▶ _ФРАГМЕНТ ДОКУМЕНТА_
+++++

Картина личности

До встречи с Федором Абрамовым я не была знакома с его произведениями. В то время мы читали Трифонова, Петрушевскую, Аксенова, Ефремова, Брехта, Саган, Маркеса… Про Абрамова слышала, но не воспринимала его как известного писателя, знаковую личность.

В 1981 году мы с Виктором Толкачевым и писателем Александром Михайловым сопровождали Федора Александровича в Пустозерск. Виктор и Михайлов ехали в первой лодке, а мы с Абрамовым во второй. Ему тогда было 60 лет, совсем недавно отметили его юбилей. Мы едем, и он говорит: «Писателю необходимо создать имидж». Я отвечаю: «А у вас он есть?» Что бы он ни сказал, я все время над ним подшучивала, задевала.

Его имиджем были внешняя угрюмость и недовольство. На самом же деле он был очень веселым человеком, во всяком случае когда мы разговаривали, то много смеялись. А недоволен он был только собой. Угрюмость его шла от постоянного переживания, что он не написал ­чего‑то. У него было много задумок. Сейчас пишут стопы воспоминаний об Абрамове, но мало перед кем он полностью раскрылся, и потому эти воспоминания создают неполную картину его личности. Он был с виду суровым, но очень ранимым, по‑детски. В то же время, когда разговорится — ​это прекрасный собеседник, временами очень прямолинейный. К примеру, когда беседовали о Блоке, он был возмущен тем, что Блок называл Россию женой. Абрамову была присуща особая целомудренность, и Русь он всегда воспринимал только как мать.

+++++

(Сохранённые записи данных)
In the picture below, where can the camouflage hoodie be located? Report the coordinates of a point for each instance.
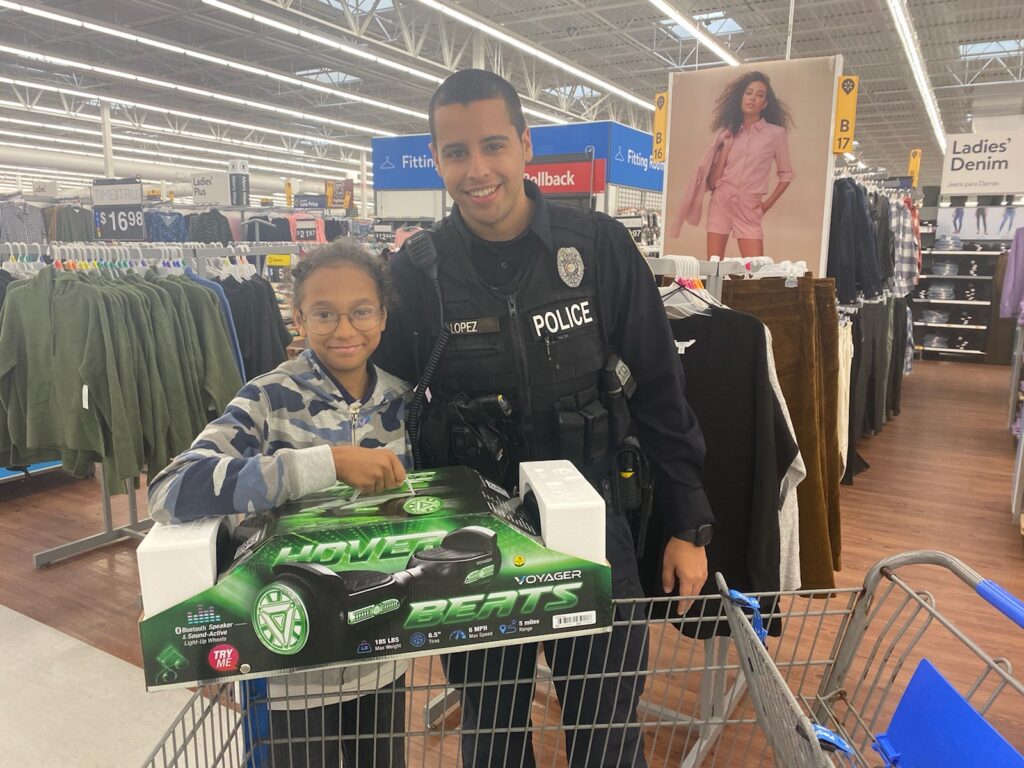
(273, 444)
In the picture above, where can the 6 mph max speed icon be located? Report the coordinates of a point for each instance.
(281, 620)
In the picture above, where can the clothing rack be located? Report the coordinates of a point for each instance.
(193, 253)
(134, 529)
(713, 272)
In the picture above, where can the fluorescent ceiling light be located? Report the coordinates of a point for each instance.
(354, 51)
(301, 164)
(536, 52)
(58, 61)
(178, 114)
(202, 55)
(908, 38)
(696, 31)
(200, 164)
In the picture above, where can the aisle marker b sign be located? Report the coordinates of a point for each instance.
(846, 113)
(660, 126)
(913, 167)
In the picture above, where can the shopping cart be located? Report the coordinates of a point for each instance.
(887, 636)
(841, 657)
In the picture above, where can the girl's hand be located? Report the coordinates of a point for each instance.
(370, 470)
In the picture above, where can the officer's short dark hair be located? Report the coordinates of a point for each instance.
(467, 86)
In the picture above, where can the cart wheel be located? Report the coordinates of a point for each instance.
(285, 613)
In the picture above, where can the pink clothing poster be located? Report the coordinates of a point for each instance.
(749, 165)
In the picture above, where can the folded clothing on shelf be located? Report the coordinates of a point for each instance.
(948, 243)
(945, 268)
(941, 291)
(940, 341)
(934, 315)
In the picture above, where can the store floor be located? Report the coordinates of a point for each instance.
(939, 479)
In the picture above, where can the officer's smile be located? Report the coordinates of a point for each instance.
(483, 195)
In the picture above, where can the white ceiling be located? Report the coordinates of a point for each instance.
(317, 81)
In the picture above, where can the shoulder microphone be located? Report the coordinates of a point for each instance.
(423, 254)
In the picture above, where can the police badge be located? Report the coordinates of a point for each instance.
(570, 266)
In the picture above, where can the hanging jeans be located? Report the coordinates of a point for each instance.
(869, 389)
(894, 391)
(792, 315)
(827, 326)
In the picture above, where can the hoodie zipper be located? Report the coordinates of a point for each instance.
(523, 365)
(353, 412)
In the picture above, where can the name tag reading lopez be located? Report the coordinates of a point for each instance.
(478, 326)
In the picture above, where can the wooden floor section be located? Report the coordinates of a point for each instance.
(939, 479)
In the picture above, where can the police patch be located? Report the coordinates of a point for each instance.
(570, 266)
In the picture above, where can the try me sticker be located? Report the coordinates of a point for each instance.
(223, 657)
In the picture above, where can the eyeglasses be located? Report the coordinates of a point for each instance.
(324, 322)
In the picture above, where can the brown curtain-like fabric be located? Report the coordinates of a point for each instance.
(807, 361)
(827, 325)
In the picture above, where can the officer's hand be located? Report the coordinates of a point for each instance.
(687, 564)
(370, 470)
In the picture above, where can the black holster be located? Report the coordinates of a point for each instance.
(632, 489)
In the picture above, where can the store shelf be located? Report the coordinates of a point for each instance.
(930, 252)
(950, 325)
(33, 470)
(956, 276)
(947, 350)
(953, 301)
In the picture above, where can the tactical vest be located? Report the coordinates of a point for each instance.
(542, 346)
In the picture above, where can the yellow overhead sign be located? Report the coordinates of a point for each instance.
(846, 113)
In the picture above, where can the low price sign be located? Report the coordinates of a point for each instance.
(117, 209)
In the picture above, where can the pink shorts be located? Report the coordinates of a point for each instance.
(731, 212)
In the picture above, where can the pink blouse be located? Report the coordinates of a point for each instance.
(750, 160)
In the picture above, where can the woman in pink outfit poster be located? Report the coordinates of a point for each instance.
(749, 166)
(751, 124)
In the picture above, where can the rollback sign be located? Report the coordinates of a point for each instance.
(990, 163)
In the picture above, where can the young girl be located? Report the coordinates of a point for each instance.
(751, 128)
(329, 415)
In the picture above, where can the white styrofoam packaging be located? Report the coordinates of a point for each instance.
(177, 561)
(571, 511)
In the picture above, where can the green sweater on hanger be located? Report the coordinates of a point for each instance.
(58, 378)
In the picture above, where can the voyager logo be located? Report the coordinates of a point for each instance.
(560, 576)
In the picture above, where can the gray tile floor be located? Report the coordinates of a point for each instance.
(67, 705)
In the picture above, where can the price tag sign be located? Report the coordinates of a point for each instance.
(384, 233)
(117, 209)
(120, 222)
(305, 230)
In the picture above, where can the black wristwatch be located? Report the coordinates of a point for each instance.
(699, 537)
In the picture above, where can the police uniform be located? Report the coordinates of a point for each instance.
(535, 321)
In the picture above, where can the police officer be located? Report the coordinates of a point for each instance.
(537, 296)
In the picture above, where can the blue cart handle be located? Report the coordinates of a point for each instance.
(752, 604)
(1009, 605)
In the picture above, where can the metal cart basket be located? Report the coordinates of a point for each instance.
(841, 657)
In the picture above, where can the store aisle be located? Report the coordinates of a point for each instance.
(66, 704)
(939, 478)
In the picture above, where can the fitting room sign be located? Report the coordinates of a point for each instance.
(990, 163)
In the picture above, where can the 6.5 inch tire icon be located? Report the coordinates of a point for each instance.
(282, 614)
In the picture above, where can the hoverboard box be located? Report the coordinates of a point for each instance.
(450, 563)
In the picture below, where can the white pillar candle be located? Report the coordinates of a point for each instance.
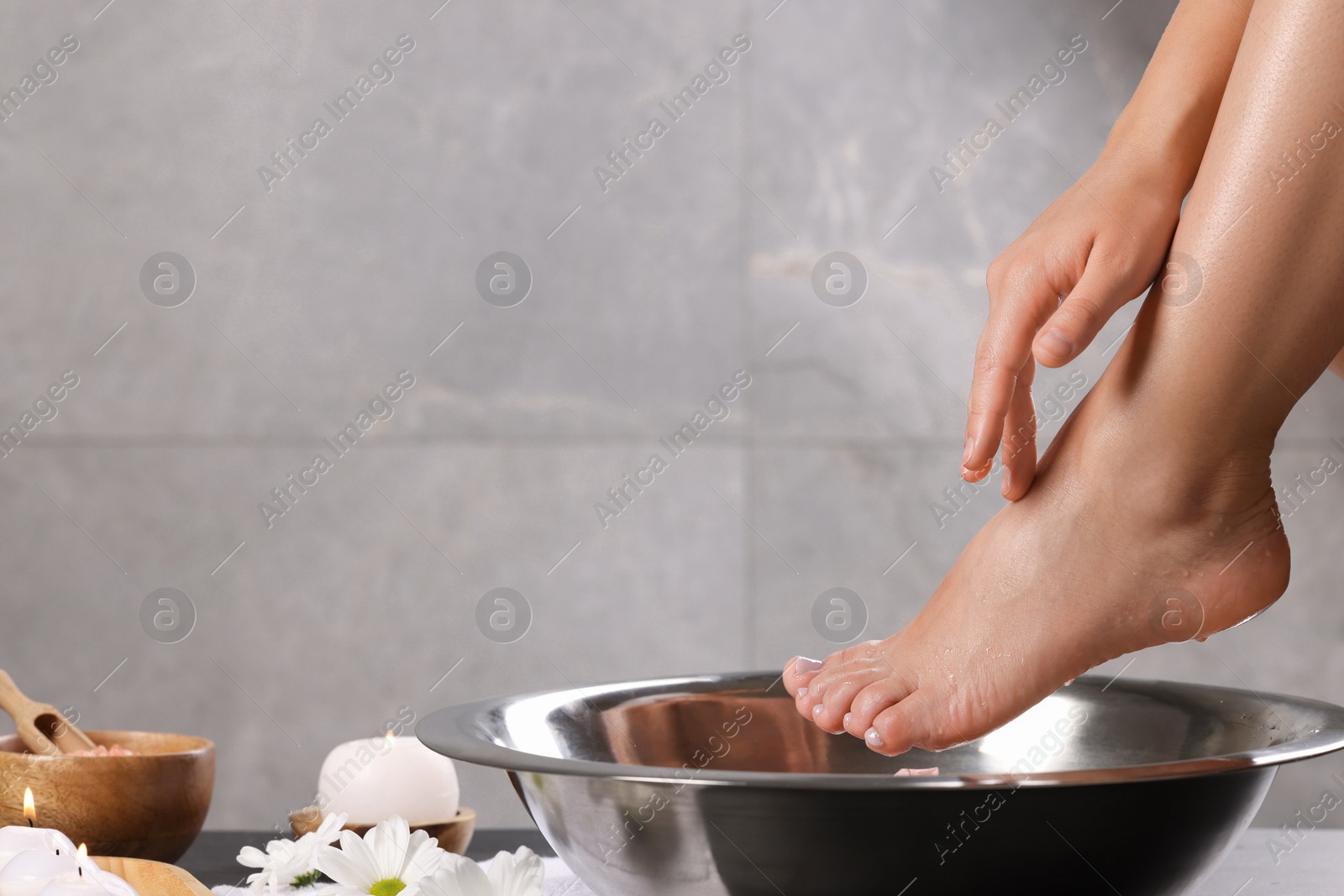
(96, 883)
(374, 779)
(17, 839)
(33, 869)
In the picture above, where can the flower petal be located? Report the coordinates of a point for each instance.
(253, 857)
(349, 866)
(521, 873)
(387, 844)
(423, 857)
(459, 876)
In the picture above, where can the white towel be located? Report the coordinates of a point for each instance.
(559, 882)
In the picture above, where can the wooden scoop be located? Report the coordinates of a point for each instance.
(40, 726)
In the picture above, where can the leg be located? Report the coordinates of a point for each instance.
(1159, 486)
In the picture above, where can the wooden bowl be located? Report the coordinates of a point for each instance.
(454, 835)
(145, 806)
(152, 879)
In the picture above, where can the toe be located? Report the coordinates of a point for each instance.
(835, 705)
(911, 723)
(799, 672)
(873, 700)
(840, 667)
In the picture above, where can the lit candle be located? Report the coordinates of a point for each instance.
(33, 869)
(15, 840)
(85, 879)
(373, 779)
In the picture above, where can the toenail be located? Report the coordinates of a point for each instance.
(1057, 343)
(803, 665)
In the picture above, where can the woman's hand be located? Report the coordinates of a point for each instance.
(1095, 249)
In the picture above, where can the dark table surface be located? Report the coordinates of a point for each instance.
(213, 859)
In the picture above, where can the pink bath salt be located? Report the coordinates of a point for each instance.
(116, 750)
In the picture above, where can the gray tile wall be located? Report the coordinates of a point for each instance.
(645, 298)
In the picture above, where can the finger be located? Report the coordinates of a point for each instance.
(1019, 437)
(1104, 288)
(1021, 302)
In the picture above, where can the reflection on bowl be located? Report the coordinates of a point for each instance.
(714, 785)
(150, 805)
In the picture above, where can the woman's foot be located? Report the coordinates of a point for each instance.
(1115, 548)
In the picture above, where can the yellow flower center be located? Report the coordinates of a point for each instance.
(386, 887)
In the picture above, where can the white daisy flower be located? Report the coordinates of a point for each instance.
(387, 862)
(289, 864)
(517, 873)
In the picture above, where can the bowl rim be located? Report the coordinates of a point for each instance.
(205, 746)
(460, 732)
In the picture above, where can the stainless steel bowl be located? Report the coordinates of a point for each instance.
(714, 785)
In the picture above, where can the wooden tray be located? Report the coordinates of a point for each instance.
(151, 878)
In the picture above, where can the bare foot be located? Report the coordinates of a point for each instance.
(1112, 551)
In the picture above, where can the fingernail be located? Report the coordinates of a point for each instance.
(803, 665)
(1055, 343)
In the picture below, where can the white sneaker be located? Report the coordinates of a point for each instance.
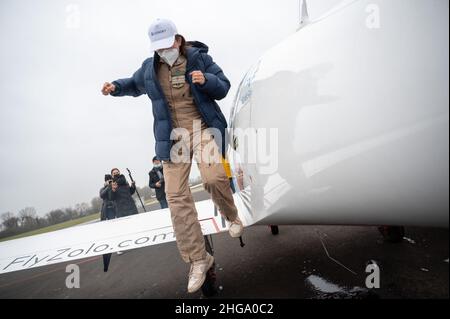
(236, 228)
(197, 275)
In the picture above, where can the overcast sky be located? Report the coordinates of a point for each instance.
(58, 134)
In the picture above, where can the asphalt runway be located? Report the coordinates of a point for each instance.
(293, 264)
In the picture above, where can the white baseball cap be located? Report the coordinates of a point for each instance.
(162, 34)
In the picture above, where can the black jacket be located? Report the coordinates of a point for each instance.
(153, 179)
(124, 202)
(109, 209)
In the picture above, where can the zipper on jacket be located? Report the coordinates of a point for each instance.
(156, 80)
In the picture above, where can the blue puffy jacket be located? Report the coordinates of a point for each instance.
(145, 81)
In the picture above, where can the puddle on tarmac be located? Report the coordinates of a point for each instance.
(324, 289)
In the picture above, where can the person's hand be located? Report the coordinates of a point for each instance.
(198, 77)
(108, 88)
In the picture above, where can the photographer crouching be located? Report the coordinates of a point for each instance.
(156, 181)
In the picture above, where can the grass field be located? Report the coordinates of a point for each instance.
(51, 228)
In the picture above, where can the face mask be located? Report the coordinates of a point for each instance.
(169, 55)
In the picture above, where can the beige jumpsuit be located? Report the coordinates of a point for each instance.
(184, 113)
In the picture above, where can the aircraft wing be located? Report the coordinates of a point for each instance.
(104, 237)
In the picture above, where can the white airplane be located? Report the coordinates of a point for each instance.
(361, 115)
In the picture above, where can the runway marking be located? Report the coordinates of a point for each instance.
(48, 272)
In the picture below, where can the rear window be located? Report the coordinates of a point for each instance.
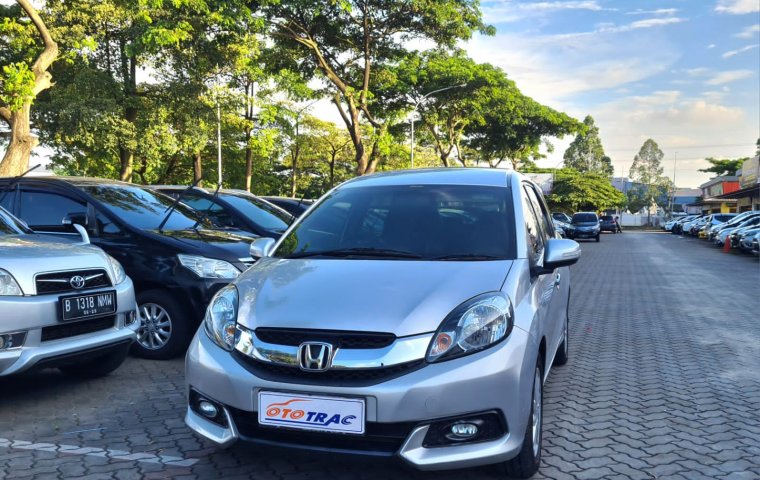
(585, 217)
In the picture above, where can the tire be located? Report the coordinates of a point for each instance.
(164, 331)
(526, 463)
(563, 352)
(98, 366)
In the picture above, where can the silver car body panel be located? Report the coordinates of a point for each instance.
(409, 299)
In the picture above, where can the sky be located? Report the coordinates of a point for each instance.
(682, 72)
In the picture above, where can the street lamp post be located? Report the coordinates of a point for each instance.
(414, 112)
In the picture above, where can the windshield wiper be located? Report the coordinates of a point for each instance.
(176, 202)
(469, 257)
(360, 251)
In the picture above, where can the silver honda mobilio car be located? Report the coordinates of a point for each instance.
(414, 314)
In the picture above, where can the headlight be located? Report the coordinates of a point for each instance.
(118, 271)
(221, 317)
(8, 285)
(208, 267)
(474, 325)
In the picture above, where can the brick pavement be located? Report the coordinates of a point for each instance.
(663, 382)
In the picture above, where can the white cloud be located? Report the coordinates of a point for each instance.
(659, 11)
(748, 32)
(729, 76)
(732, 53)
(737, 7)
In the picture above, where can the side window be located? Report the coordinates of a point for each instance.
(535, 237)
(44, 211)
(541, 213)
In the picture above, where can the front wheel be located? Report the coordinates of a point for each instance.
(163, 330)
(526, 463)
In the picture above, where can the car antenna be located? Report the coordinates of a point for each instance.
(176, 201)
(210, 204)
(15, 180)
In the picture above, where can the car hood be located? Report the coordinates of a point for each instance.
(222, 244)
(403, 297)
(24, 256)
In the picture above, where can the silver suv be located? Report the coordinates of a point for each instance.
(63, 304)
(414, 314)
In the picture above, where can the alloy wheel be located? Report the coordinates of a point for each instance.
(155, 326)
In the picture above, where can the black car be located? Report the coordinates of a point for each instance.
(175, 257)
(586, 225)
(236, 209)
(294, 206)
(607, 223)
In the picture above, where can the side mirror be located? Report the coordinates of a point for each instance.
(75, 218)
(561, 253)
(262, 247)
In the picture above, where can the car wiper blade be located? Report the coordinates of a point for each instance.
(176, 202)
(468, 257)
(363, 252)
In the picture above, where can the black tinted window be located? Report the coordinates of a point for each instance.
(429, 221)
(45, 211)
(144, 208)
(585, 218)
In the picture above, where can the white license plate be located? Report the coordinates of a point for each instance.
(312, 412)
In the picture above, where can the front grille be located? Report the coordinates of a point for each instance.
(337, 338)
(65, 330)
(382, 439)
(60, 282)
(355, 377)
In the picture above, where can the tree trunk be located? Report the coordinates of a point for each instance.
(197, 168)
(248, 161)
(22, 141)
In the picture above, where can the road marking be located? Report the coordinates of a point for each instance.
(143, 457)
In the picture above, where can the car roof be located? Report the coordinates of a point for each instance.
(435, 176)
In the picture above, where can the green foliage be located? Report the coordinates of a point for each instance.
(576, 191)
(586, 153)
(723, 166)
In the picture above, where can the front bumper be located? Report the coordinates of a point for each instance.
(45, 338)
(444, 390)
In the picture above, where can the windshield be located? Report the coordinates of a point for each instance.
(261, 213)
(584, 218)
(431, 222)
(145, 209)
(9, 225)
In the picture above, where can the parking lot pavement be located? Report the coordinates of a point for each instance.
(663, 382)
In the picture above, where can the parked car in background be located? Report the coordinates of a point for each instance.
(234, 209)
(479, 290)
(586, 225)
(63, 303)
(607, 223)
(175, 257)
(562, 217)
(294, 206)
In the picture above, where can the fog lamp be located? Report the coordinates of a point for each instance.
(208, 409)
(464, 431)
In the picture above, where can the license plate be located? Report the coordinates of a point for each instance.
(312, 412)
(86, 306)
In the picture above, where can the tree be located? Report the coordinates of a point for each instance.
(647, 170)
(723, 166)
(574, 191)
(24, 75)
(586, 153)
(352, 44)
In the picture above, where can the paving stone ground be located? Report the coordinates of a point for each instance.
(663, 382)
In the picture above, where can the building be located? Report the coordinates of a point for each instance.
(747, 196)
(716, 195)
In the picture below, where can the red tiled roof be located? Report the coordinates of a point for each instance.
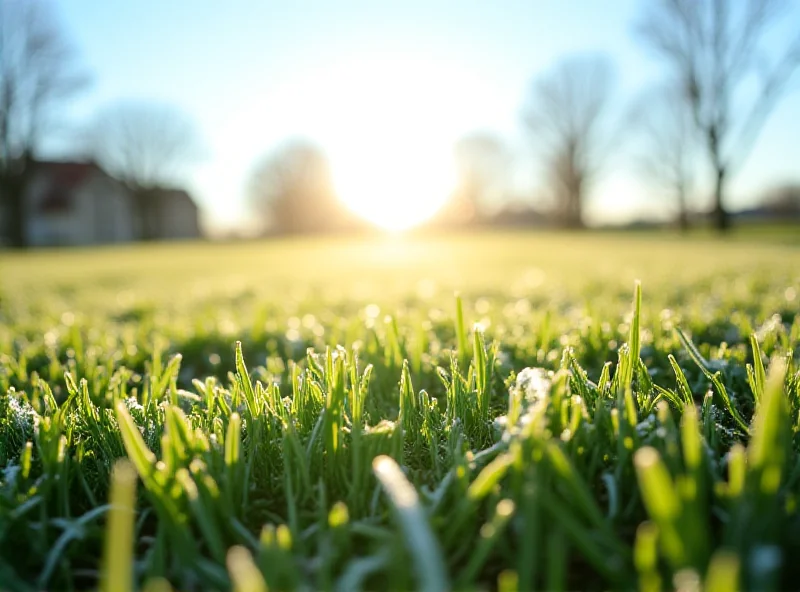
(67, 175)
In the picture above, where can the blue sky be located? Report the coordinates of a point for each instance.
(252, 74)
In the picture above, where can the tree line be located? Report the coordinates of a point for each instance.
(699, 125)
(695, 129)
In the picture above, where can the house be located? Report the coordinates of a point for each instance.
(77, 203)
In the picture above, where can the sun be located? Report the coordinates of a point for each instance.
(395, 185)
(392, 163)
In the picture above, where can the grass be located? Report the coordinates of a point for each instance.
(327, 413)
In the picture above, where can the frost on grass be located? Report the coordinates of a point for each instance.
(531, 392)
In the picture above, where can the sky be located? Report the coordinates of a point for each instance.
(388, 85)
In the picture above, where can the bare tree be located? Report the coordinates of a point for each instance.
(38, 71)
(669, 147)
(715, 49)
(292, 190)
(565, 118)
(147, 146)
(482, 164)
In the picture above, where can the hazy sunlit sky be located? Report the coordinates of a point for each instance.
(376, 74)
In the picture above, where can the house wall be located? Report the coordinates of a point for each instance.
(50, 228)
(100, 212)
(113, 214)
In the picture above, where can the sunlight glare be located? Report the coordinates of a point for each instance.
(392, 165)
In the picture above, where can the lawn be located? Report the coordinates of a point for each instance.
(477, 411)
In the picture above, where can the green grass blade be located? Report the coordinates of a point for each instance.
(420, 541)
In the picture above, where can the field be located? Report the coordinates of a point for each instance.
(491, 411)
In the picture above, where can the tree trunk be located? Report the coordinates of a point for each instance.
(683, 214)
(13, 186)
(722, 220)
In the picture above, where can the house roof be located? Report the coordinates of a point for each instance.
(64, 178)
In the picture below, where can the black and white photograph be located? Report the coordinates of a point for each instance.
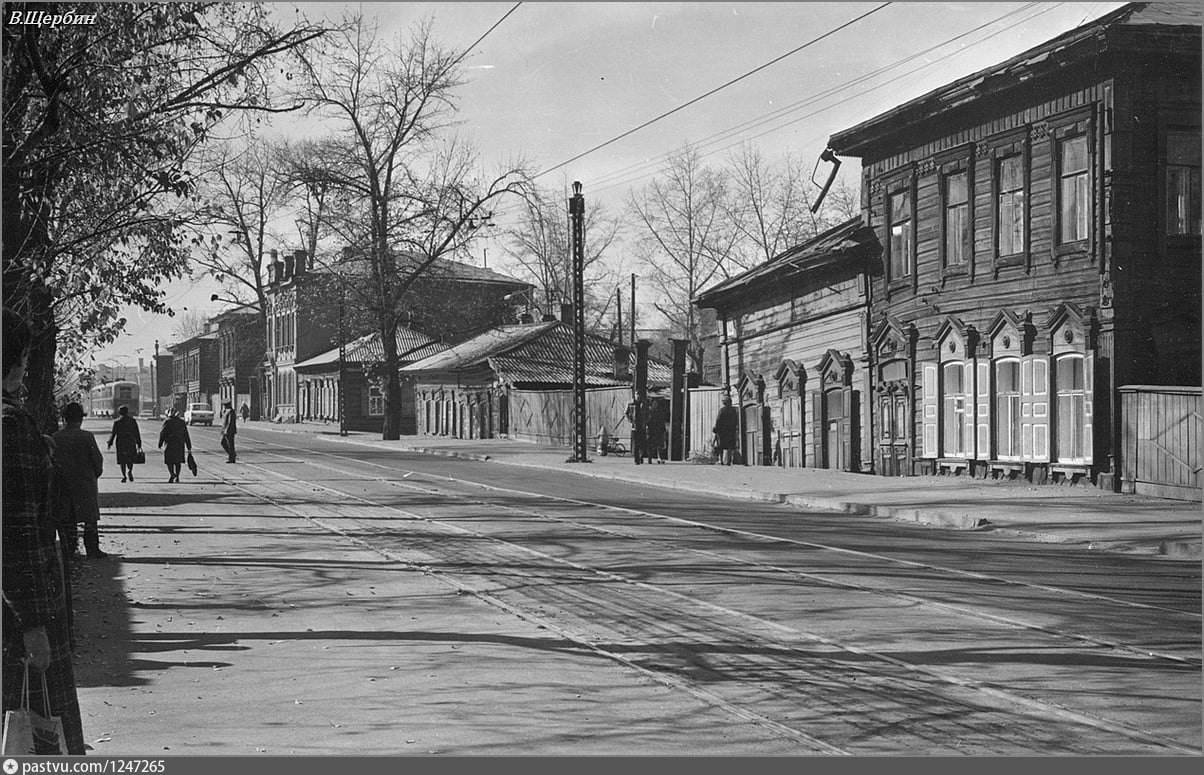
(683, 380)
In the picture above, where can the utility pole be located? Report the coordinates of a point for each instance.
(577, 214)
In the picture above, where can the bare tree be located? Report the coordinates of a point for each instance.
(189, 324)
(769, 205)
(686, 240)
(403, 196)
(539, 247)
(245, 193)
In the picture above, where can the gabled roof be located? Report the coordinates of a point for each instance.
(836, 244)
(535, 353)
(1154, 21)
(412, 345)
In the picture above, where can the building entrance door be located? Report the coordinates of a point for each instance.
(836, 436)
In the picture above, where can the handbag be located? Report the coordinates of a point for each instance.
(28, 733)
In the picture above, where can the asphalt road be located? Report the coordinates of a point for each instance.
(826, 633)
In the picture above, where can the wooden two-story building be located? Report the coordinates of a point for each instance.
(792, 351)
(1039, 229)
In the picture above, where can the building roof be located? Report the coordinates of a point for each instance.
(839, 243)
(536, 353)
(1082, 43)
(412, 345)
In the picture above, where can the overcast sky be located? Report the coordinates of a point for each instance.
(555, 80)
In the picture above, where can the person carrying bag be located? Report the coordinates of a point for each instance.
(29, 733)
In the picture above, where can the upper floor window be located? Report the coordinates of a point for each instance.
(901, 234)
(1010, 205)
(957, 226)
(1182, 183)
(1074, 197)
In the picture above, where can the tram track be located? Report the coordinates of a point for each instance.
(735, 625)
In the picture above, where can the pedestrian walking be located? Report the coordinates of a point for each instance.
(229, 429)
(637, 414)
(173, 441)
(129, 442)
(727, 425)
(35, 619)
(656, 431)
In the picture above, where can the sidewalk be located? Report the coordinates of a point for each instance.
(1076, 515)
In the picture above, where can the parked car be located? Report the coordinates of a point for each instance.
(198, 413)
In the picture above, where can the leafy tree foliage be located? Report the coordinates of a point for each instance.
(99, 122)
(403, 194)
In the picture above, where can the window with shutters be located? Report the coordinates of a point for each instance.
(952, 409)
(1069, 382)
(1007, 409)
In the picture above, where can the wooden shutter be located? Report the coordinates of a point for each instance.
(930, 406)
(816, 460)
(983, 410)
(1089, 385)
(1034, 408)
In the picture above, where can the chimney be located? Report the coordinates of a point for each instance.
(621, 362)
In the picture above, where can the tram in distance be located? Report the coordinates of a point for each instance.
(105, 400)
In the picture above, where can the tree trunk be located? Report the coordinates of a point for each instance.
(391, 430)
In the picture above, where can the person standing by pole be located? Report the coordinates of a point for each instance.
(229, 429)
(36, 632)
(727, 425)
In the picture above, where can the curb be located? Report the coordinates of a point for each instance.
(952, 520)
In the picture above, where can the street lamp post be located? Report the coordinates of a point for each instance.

+++++

▶ _ЗАДАНИЯ И УПРАЖНЕНИЯ_
- A) Выпишите из воспоминаний о Федоре Абрамове отрывок от слов «До встречи с Федором Абрамовым» до слов «ним подшучивала, задевала.» включительно.
- B) Преобразуйте часть списка от строки, содержащей «In the picture above, where can the reflection», до строки, содержащей «(1115, 548)», включительно в CSV с двумя столбцами: prompt для формулировки и target для ответа к ней. Каждую пару дайте отдельной строкой, каждое значение поместите в одно поле в кавычках, а переносы строк замените пробелами.

▶ _РЕШЁННЫЕ ЗАДАНИЯ_
- A)
До встречи с Федором Абрамовым я не была знакома с его произведениями. В то время мы читали Трифонова, Петрушевскую, Аксенова, Ефремова, Брехта, Саган, Маркеса… Про Абрамова слышала, но не воспринимала его как известного писателя, знаковую личность.

В 1981 году мы с Виктором Толкачевым и писателем Александром Михайловым сопровождали Федора Александровича в Пустозерск. Виктор и Михайлов ехали в первой лодке, а мы с Абрамовым во второй. Ему тогда было 60 лет, совсем недавно отметили его юбилей. Мы едем, и он говорит: «Писателю необходимо создать имидж». Я отвечаю: «А у вас он есть?» Что бы он ни сказал, я все время над ним подшучивала, задевала.

- B)
prompt,target
"In the picture above, where can the reflection on bowl be located? Report the coordinates of a point for each instance.","(714, 785) (150, 805)"
"In the picture above, where can the woman's foot be located? Report the coordinates of a point for each instance.","(1115, 548)"